• _ТЕКСТ СТРАНИЦЫ_
▬▬▬▬▬▬▬▬▬▬
МАННЕРГЕЙМ И ЧОЙБОЛСАН
22 июня, 2016 8:06 дп
PHIL SUZEMKA
PHIL SUZEMKA:
Как с ума все посходили: Маннергейм-Кадыров, Кадыров-Маннергейм! Будто дел других ни у кого нету!
***
…Давным-давно профессор Aalto написал учебник «Finnish for Foreigners». В СССР его сразу запретили. Первые две части ещё туда-сюда, а третью — наглухо. Там было про Talvi-Sota, про Jatka-Sota, ну, и вообще — про Маннергейма. Про того, который барон Карл-Густав-Эмиль, генерал-лейтенант русской армии и маршал Финляндии. Тогда считалось, что чёртова Финляндия совсем охренела и напала на Советский Союз, который добрый. Поэтому учебник и запретили. А то мало ли что мы в нём вычитаем!
Соответственно, язык начали учить по учебнику для карельских школ, хотя карельский диалект — это ни разу не литературный финский. Карельские учёные, надобно заметить, составляли свои тексты с какой-то дремучей национальной изюминкой. Я, например, до сих пор не могу забыть предложение «Медведи живут в лесу, а конституция обеспечивает права населения». Я из этого утверждения так и не понял, что у них там к чему в этой Карелии: кто там население и распространяется ли действие конституции на главных медведей республики.
Но, хуже всего, что и лексика отличалась. Скажем, карелы утверждали, что «платок» будет «päälinna», а финны употребляли слово huivi. Конечно, huivi было нам ближе! Финны, помню, однажды в «Берёзке» накупили своим бабам этих самых оренбургских пуховых huivi и стоят судачат: «Экие платочки офигительные! Где б мы еще таких платков накупили! Супер-платки!» А продавщица слушала-слушала, подсчитывая про себя, сколько раз покупатели произнесли «huivi», а потом возмущенно сказала переводчику: «А, главное, чё брали-то, если не нравится?!»
***
…В тот год нам на факультете ввели два новых языка — финский и голландский. И два юных преподавателя взялись за нас, периодически отчаливая на какие-нибудь правительственные синхроны или иные приработки, вроде Московского кинофестиваля.
Вот преподаватель голландского однажды там и попал. Отбарабанил он какое-то кино про то, как курят траву в Амстердаме да и намылился домой ехать. Тут к нему подбегает местный административный асмодей и говорит: «Вить! Я всё понимаю, ты устал! Но тут накладка: коллега твой заболел. Умоляю! Я тебе двойную таксу выпишу, только переведи ещё один сеанс, а! Ну, совсем беда!»
▬▬▬▬▬▬▬▬▬▬
• _ИСХОДНЫЕ ДАННЫЕ_
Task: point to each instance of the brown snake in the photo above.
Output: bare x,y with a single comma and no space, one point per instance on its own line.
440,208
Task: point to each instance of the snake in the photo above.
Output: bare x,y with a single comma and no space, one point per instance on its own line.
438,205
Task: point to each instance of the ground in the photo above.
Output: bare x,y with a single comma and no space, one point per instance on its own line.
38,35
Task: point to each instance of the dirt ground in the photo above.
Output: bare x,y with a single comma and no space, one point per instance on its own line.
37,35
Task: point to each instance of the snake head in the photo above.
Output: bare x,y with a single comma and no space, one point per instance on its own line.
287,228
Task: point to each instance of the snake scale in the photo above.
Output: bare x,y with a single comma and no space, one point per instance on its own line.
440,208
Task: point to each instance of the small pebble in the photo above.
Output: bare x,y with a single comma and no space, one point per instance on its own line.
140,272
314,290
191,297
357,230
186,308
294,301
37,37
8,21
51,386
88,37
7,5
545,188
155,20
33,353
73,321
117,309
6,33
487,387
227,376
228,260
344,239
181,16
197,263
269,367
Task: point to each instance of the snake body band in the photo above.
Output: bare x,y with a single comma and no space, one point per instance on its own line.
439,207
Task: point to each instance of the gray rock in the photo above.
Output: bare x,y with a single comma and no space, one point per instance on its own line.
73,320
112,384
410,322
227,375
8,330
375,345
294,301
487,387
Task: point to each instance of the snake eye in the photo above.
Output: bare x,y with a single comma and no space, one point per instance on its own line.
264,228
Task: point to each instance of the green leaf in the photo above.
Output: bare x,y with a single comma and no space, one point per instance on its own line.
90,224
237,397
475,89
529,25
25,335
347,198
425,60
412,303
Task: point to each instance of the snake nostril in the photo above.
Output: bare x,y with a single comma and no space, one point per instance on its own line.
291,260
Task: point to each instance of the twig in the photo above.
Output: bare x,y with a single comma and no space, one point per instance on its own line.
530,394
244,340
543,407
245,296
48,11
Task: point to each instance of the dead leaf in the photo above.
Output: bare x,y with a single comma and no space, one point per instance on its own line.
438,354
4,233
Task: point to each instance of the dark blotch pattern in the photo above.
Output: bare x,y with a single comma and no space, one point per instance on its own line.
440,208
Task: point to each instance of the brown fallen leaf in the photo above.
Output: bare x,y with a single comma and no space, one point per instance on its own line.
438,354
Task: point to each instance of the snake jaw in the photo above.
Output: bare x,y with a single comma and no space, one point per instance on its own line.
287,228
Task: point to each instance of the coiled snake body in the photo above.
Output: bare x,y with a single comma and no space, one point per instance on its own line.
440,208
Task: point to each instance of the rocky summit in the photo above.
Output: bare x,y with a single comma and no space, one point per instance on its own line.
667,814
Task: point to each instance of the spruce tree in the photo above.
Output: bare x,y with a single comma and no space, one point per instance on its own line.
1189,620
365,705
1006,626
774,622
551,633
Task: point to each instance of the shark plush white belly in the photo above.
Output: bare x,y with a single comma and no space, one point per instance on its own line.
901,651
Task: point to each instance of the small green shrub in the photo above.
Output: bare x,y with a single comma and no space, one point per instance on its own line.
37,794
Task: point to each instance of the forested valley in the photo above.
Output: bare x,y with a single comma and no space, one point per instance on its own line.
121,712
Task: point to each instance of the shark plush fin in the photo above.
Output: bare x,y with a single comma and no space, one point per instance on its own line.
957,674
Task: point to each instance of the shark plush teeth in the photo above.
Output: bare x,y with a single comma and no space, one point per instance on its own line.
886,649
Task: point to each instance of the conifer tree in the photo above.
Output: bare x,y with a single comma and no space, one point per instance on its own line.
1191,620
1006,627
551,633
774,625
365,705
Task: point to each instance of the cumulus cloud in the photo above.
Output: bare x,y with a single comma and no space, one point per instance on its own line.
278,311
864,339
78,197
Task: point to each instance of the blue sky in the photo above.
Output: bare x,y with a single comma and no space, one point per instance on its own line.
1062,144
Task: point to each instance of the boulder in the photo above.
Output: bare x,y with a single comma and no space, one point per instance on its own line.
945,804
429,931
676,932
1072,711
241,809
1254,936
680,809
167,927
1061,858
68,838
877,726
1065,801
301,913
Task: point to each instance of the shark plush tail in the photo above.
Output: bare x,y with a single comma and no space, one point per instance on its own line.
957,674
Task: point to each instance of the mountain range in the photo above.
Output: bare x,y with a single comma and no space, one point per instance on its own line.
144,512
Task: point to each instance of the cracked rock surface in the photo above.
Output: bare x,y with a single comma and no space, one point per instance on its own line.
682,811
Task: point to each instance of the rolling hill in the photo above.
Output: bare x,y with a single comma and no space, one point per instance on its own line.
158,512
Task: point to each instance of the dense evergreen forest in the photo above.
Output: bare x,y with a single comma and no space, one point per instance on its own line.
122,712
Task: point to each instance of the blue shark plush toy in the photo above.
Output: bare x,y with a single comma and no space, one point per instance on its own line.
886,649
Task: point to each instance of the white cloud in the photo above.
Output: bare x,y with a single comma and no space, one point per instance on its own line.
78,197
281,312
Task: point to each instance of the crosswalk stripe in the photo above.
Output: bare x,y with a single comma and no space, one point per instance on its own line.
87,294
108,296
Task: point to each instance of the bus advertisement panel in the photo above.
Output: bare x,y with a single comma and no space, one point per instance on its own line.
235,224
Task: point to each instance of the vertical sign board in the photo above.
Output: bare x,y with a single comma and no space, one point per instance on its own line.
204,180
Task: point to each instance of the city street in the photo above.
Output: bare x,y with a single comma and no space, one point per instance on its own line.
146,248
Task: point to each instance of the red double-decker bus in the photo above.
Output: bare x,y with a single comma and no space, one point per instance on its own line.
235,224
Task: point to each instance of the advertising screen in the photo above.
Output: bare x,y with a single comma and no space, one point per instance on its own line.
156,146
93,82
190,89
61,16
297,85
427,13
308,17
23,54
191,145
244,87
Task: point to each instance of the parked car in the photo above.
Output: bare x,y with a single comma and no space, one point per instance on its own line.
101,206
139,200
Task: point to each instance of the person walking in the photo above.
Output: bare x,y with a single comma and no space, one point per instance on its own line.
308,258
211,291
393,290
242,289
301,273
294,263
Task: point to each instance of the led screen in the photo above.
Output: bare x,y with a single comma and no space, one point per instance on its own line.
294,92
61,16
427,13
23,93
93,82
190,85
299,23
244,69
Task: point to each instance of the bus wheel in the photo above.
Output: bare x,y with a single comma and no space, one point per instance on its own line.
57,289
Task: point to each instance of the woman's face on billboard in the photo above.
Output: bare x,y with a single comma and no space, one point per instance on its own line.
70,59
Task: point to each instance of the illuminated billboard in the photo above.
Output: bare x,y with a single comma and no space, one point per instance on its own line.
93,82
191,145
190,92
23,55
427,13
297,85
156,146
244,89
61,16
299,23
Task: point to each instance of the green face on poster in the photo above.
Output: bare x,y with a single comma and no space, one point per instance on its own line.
▬▬▬▬▬▬▬▬▬▬
• _ЗАДАНИЕ 1_
Ответьте по тексту страницы на следующие вопросы:
(a) Как назывался учебник, написанный профессором Aalto?
(b) Какое слово, по утверждению карелов, означает «платок»?
(c) Какие два новых языка ввели на факультете в тот год?
• _ЗАДАНИЕ 2_
Найдите в записях все строки, в которых встречается слово «body», и выпишите каждую из них полностью.

• _РЕЗУЛЬТАТ ВЫПОЛНЕНИЯ 1_
(a) «Finnish for Foreigners».
(b) «päälinna».
(c) Финский и голландский.

• _РЕЗУЛЬТАТ ВЫПОЛНЕНИЯ 2_
Task: point to each instance of the snake body band in the photo above.
Task: point to each instance of the coiled snake body in the photo above.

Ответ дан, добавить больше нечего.